BRANO FORNITO |
========================================================================

Un progetto per una sintesi liberale, cristiana e riformista.

Nel campo largo è insita la subalternità al partito dominante. Serve piuttosto una forza plurale, confederata ed antifascista, capace di fare sintesi sulla scia dei valori liberali, cristiani e riformisti.

Prendo spunto dal pregevole articolo di ieri su questo giornale, di Ettore Bonalberti:” La risposta alle destre è nella Costituzione”, per rilevare alcune cruciali considerazioni.

Intanto per condividere la premessa di base che pone nella Costituzione il collante e la rotta per una politica coerente che contrasti l’avanzata delle destre.

È questo il sentiero ineludibile che da tempo motiva l’azione politica di quella parte del mondo cattolico-riformista allarmato dalla massiccia offensiva che questa maggioranza, in mano a forze di destra, sempre più reazionarie, illiberali ed antidemocratiche, ha scatenato contro i punti cruciali(centralità del parlamento, principio di uguaglianza ed autonomie regionali) che caratterizzano il nostro impianto costituzionale.

========================================================================

COMPITO ASSEGNATO A | Rendi come elenco JSON di stringhe, una per riga e senza righe vuote, tutte le righe estratte dalla riga che contiene "Objective — one point per instance of the electrical" fino alla fine delle righe, estremi inclusi. Lascia fuori dalla risposta le immagini.
Le righe che seguono non hanno alcun legame con il brano.

Righe ricavate |
========================================================================

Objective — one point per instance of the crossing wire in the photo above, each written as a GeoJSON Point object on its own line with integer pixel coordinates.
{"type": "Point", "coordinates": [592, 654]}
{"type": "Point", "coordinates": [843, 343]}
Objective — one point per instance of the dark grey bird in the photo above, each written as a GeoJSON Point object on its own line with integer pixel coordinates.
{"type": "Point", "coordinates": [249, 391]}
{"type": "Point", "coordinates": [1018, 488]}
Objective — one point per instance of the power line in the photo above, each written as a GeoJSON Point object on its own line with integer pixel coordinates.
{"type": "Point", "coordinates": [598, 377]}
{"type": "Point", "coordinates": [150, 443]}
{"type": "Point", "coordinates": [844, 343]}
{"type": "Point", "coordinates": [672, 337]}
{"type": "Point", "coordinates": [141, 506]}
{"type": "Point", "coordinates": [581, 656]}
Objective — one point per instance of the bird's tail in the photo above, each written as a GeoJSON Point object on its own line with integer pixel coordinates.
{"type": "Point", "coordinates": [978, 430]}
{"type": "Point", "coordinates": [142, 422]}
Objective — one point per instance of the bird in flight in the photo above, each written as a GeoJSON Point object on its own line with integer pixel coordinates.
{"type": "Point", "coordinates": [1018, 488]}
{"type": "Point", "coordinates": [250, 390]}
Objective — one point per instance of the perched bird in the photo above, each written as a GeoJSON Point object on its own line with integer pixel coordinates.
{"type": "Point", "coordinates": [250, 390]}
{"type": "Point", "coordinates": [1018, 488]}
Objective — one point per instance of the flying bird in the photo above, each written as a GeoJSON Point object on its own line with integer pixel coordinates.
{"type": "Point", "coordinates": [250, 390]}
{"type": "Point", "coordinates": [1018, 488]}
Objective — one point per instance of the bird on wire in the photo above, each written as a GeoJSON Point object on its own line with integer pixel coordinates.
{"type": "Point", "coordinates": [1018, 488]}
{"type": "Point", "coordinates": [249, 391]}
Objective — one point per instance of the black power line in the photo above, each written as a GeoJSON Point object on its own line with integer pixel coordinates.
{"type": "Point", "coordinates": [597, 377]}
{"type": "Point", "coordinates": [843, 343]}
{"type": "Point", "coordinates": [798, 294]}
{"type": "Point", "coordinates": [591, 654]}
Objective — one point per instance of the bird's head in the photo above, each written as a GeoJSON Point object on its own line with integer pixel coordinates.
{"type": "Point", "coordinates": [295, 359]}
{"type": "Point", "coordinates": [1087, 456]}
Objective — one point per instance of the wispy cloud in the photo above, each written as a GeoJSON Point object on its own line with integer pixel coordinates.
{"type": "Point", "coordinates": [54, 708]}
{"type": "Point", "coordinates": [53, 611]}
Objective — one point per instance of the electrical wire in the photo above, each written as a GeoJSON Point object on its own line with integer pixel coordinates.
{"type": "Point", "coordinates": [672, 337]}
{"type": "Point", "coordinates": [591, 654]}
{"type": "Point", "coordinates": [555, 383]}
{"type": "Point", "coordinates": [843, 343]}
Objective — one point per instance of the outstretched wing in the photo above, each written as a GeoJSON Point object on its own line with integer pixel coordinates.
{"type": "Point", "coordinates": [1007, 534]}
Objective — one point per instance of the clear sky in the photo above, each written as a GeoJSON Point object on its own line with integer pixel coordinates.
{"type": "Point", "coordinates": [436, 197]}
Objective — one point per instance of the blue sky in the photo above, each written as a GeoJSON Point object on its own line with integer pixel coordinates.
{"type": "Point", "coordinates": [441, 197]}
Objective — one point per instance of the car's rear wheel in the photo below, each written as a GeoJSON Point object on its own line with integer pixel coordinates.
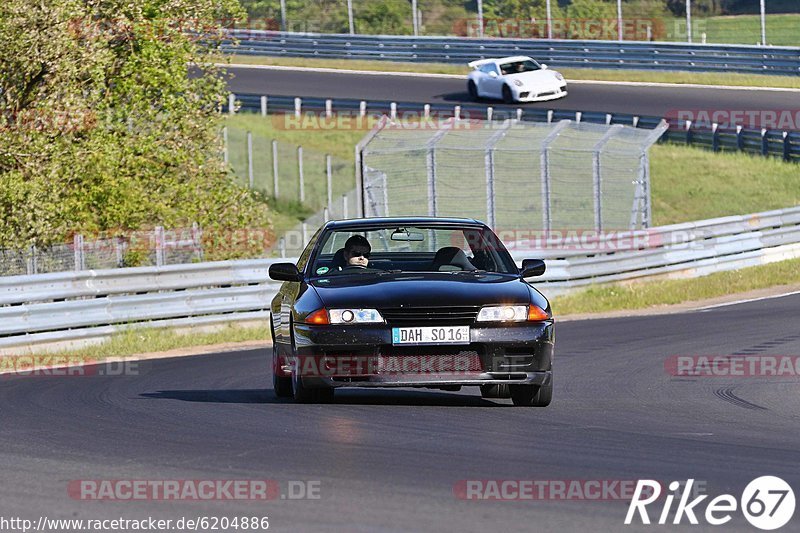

========================================================================

COMPITO ASSEGNATO B | Elenca i punti cruciali dell'impianto costituzionale che, secondo il brano, la maggioranza ha attaccato.

RISPOSTA COMPLETA A |
[
  "Objective — one point per instance of the electrical wire in the photo above, each written as a GeoJSON Point object on its own line with integer pixel coordinates.",
  "{\"type\": \"Point\", \"coordinates\": [672, 337]}",
  "{\"type\": \"Point\", \"coordinates\": [591, 654]}",
  "{\"type\": \"Point\", \"coordinates\": [555, 383]}",
  "{\"type\": \"Point\", \"coordinates\": [843, 343]}",
  "Objective — one point per instance of the outstretched wing in the photo above, each written as a GeoJSON Point object on its own line with integer pixel coordinates.",
  "{\"type\": \"Point\", \"coordinates\": [1007, 534]}",
  "Objective — one point per instance of the clear sky in the photo above, each written as a GeoJSON Point object on its own line with integer pixel coordinates.",
  "{\"type\": \"Point\", \"coordinates\": [436, 197]}",
  "Objective — one point per instance of the blue sky in the photo above, each written as a GeoJSON Point object on its own line with integer pixel coordinates.",
  "{\"type\": \"Point\", \"coordinates\": [441, 197]}",
  "Objective — one point per instance of the car's rear wheel in the photo below, each written as a GeoJSON Point object on its own line with integer pixel coordinates."
]

RISPOSTA COMPLETA B |
- centralità del parlamento
- principio di uguaglianza
- autonomie regionali